### Page extract
## Begin

ESP

∀ Who better to symbolize the extrasensory than a writer who wrote extrasensory? JJ.

¶ Prompt from Julia Cameron’s The Right to Write.

 

ESP: perception (as in telepathy, clairvoyance, and precognition) that involves awareness of information about events external to the self not gained through the senses and not deducible from previous experience Extrasensory Perception. (Merriam-Webster)

 

This is it. The home stretch. There are a handful of Cameron initiation tools, and the last few seem ceremoniously personal. Today’s deals in the extraordinary, in the supernatural, in ESP. But that word for me has a sort of nutty feeling, a kind of kooky flavor to it. What Cameron writes about in this chapter is as harmless as a little ole friendly neighbor coming up to you while you are on the porch couch chilling, just to say hello, and by the way did you know? To the uninitiated this chapter would feel like gossip. What I mean is there is a lot of talk about talking with a higher power. “Ask. Believe. Receive.” — was the message quoted in this chapter. We already know we tune in with ourselves, with others, when we write. But Cameron wants to say there is a field beyond coincidence, beyond any individual or group of individuals, that writing roams. The tool at the end asks five questions, about belief, with the hope of receiving. I’m reminded of what Jim Carrey said once, “Most of us don’t dare to ask the universe.” These folks seem to be on to something.

 

“I suggest that all writers should consciously and concretely experiment with guided writing,” write Cameron. “Questions should be posed, and then answers received should be weighed against concrete experience… It is my considerable experience, based on my own life experience and that of my many students, that an open mind, a spirit of scientific inquiry, and the willingness to delve into the unknown can lead all writers to an unexpected inner resource that will greatly enrich both their lives and their work.” She concludes by reinforcing that this is her experience, not a theory.

## End

### Stated task
Resume the reflection above on ESP and Julia Cameron's guided-writing tool, continuing from its final sentence.

### Data
## Begin

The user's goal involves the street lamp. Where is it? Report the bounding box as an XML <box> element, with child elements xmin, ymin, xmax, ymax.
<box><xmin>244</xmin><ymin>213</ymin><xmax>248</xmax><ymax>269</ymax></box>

## End

### Reply to the exercise
 

Who could doubt Cameron? She writes clearly, and concretely. And who wouldn’t want to be open with a scientific mind? I am willing to accept almost anything once it has been presented in reality — to do the opposite is called denial. That doesn’t mean others have to accept my version of reality, but I do expect it to be taken into consideration, just as I must weigh the opinions and thoughts of others against my own. I think when pressed most will admit there are forces beyond comprehension, even for now, beyond our senses, at least for now. It is in this vast unknown, in the mystery of the larger world, that Cameron asks us to venture. Of course guards go up, and barriers form that must be crossed, insecurities doing us no good — but a deep breath, a sip of this here yerba mate, and a willingness to pull back the layers of the onion, we might reach the center, even if there is no pit, just more and more skin, until reaching nothing, something, like that (paraphrasing an Alan Watts line about trying to uncover ourselves, only to discover we have no seed inside of us, only more and more layers like in an onion…) and we dive.

 

1. Do you believe in God? Describe your belief or lack of belief. Is your God friendly to creative endeavors? Describe a God that could be. Once you allow for the possibility of such a benevolent force, you may begin to see evidence of one.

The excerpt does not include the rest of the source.